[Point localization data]
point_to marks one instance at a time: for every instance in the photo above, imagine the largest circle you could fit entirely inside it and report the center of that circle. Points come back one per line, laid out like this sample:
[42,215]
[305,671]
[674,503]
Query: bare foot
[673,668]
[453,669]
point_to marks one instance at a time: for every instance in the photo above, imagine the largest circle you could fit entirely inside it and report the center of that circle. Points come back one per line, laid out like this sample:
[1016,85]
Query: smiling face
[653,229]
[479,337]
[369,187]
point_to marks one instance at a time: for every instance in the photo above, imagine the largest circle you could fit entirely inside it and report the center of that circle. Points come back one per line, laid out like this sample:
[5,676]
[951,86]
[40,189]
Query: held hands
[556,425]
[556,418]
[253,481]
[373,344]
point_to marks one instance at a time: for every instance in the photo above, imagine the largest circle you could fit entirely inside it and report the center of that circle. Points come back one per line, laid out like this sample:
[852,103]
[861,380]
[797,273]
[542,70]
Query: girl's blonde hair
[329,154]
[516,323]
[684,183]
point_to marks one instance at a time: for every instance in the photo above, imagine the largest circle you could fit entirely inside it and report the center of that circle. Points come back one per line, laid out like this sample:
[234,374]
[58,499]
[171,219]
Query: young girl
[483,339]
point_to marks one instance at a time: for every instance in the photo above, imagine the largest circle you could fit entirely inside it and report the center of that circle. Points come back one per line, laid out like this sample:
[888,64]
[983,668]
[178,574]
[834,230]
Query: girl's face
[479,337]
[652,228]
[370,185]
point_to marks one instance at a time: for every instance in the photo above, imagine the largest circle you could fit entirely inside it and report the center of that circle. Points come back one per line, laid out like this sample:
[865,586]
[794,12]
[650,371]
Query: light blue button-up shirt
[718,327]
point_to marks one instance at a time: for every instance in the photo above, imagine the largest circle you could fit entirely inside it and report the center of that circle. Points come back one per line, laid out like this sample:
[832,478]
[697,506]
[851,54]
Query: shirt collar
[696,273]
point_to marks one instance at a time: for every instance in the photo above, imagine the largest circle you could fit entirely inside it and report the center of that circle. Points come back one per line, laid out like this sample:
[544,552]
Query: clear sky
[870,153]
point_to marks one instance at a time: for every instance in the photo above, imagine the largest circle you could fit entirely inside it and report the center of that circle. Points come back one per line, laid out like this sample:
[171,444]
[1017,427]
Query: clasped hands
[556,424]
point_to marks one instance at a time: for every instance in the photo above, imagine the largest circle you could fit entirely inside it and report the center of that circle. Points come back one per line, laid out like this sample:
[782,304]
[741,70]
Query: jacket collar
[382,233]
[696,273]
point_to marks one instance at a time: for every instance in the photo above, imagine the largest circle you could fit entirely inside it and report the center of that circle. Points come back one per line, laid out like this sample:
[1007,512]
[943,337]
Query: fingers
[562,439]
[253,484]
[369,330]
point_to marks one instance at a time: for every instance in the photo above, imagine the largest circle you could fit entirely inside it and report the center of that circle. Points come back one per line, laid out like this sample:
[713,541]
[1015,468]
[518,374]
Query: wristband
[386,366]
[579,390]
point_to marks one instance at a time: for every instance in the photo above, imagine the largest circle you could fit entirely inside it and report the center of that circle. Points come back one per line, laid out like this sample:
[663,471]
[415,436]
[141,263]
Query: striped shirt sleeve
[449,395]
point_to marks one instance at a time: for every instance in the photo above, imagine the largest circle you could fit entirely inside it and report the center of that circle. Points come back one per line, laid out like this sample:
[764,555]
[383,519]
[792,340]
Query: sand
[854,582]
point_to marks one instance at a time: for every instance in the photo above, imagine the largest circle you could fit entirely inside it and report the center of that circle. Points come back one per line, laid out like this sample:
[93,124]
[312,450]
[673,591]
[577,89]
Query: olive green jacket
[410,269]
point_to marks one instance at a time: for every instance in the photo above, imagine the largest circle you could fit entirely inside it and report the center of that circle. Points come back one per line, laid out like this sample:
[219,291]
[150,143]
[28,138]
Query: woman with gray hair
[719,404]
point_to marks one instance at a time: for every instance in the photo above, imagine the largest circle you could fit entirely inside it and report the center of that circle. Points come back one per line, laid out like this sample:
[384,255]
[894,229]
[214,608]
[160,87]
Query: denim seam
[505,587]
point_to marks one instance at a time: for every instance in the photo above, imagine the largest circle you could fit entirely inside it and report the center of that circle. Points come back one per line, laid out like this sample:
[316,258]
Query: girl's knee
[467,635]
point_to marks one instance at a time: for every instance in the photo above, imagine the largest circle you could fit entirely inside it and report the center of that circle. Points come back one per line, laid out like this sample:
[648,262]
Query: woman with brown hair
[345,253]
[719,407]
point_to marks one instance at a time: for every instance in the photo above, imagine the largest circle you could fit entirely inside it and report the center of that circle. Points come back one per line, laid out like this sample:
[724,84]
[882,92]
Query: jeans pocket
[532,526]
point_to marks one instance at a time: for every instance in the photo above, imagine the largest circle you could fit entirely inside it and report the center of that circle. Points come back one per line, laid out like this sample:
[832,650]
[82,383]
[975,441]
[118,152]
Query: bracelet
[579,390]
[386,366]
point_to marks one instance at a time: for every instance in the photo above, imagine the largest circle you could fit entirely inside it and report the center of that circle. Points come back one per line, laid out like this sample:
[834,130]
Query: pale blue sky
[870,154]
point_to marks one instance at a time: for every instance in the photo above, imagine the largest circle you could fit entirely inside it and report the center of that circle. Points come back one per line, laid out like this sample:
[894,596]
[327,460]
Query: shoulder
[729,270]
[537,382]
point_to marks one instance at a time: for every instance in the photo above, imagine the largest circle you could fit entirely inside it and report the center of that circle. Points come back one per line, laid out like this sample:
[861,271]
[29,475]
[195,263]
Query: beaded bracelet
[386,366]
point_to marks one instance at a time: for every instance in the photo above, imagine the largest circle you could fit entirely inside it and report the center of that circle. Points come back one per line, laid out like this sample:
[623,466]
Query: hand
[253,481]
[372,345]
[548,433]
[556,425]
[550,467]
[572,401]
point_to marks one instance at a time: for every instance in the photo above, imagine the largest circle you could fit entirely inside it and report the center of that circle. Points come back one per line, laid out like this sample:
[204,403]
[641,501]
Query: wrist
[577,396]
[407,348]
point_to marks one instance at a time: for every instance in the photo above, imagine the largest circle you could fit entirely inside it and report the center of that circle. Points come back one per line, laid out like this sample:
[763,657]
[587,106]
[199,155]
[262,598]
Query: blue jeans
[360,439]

__WHAT TO DO__: Every record above must be printed again exactly as it stands.

__SOLUTION__:
point_to marks one instance at a time: for every instance in the photo above, imagine the largest circle you could fit entirely inside it and report the center of that circle. Points come back one per line, laid out like this sample:
[42,215]
[305,671]
[674,503]
Query: bare foot
[673,668]
[453,669]
point_to marks one instance at a time: for every instance in the photo above, imagine the largest circle you could fit entirely inside it and report the center of that circle. Points come back one per line, laid out like this sample:
[1016,85]
Query: smiling face
[653,229]
[479,337]
[369,187]
point_to marks one instance at a time: for every instance in the photo above, imagine the largest circle you could fit entirely inside it and report the center of that circle. Points come back one per line, laid out like this sample:
[5,676]
[951,86]
[40,189]
Query: held hands
[556,425]
[556,418]
[253,481]
[373,344]
point_to marks one instance at a time: for every instance in the photo above, imagine the largest circle you could fit entirely inside it and report the center of that circle. Points come back one per line, laid out like this sample:
[852,103]
[861,380]
[797,273]
[542,70]
Query: girl's blonde hair
[329,154]
[516,323]
[684,183]
point_to marks one instance at a time: for every instance in the photo above, imagine the largest circle you could fit entirely inside it and report the center of that circle. Points come back one per line, laid out like this sample:
[234,374]
[58,499]
[171,219]
Query: young girl
[483,339]
point_to marks one instance at a time: for every instance in the photo above, imagine the largest circle you could fit entirely inside it and report the center of that circle. Points come back one per line, laid out like this sample:
[888,64]
[983,668]
[178,574]
[834,230]
Query: girl's face
[479,337]
[652,228]
[370,185]
point_to marks one instance at a time: for every instance in the photo above, imagine the largest circle you could fit entirely inside it and report the center of that circle. Points come back one per line, laid out like this sample:
[865,586]
[794,12]
[650,371]
Query: light blue button-up shirt
[718,327]
point_to marks one instance at a time: for every instance in the photo above, imagine the largest circle you could fit entirely inside it and report the center of that circle. Points come back one per line, laid out like this sample:
[832,478]
[697,506]
[851,54]
Query: shirt collar
[696,273]
point_to marks one instance at a time: for every instance in the photo above, imagine the largest circle you could fit entirely inside it and report the center of that circle. Points come back one per line, laid out like this sample:
[544,552]
Query: clear sky
[870,153]
point_to marks one instance at a time: for every instance in the photo above, imagine the largest circle you could fit entirely inside it and report the center of that circle. Points come back one per line, laid out like this sample:
[171,444]
[1017,427]
Query: clasped hands
[556,424]
point_to marks one instance at a time: for every instance in the photo above, imagine the largest circle you could fit entirely inside it and report the center of that circle. Points come back one per line, laid out like this sample:
[782,304]
[741,70]
Query: jacket collar
[382,233]
[696,273]
point_to marks one instance at a time: for every instance in the photo above, imagine the largest circle you could fit entirely inside it and report the center of that circle. Points come back one per line, laid out like this sample:
[1007,512]
[943,337]
Query: fingers
[562,439]
[253,484]
[369,330]
point_to marks one instance at a time: for every instance in the photo above, imagine the largest circle you could fit entirely inside it and report the center of that circle. Points come back one per line, laid out like this sample:
[713,541]
[1015,468]
[518,374]
Query: wristband
[386,366]
[579,390]
point_to marks one instance at a time: for every instance in the photo above, imagine the largest circle you could fit entirely inside it and report the center of that circle. Points come back one per line, laid out like this sample:
[663,471]
[415,436]
[141,263]
Query: striped shirt sleeve
[449,395]
point_to marks one instance at a time: for every instance in the photo above, imagine the largest circle you could fit entirely inside it and report the center of that circle. Points come back one per line, laid out like this sample:
[764,555]
[383,519]
[792,340]
Query: sand
[854,582]
point_to marks one instance at a time: for every instance in the photo above, imagine the largest circle you could fit entirely inside it and report the center of that circle. Points come back one per line, laid out like this sample:
[93,124]
[312,450]
[673,591]
[577,89]
Query: olive green jacket
[410,269]
point_to marks one instance at a time: for every instance in the photo above, imagine the largest circle you could fit entirely inside it and report the center of that circle. Points come back one per line, laid out like this sample:
[219,291]
[150,143]
[28,138]
Query: woman with gray hair
[719,404]
point_to marks one instance at a time: for every instance in the photo above, imagine the largest circle you could fit entirely inside it and report the center of that circle. Points come back one per line, laid out like this sample:
[384,255]
[894,229]
[214,608]
[160,87]
Query: denim seam
[505,587]
point_to marks one instance at a time: for every instance in the photo above, imagine the largest circle you could fit entirely inside it and report the center of that circle. Points come back one per line, laid out like this sample:
[316,258]
Query: girl's knee
[467,635]
point_to marks one instance at a time: for every instance in the photo above, imagine the largest circle you could fit entirely inside it and report the center of that circle. Points come back one per line, laid out like this sample:
[648,262]
Query: woman with brown hair
[345,253]
[719,407]
point_to marks one instance at a time: for every instance in the photo above, imagine the largest circle you could fit entirely inside it and report the center of that circle. Points come back one per line, laid out like this sample:
[724,84]
[882,92]
Query: jeans pocket
[532,526]
point_to marks one instance at a time: for every instance in the photo above, imagine the largest circle you could fit entirely inside it and report the center of that circle. Points come back one per line, laid out like this sample:
[832,650]
[82,383]
[975,441]
[118,152]
Query: bracelet
[579,390]
[386,366]
point_to marks one instance at a time: for every instance in the photo above, imagine the largest circle you could fit entirely inside it and report the center of that circle. Points come back one per line, laid out like this sample:
[834,130]
Query: pale blue sky
[870,154]
point_to marks one instance at a time: for every instance in the photo above, imagine the largest circle you could fit entirely inside it and report the center of that circle. Points come back one per line, laid out like this sample:
[894,596]
[327,460]
Query: shoulder
[729,270]
[537,382]
point_to marks one instance at a time: for every instance in the photo above, imagine the largest circle you could fit entirely inside it and report the center of that circle. Points come back one per line, laid out like this sample:
[861,271]
[29,475]
[195,263]
Query: beaded bracelet
[386,366]
point_to marks one instance at a time: for every instance in the photo above, imagine the largest circle you could fit entirely inside it and report the center of that circle. Points come back one per line, laid out like this sample:
[623,466]
Query: hand
[253,481]
[372,345]
[548,433]
[556,425]
[550,467]
[572,401]
point_to marks one instance at a time: for every instance in the photo above, imagine the largest circle you could fit entirely inside it and report the center of that circle. Points come back one per line, laid out like this sample:
[204,403]
[641,501]
Query: wrist
[577,396]
[407,348]
point_to marks one instance at a time: for every instance in the photo above, imagine the largest circle you could fit entirely inside it and report the center of that circle. Points come back one per line, laid out like this sample:
[763,657]
[587,106]
[199,155]
[262,598]
Query: blue jeans
[360,439]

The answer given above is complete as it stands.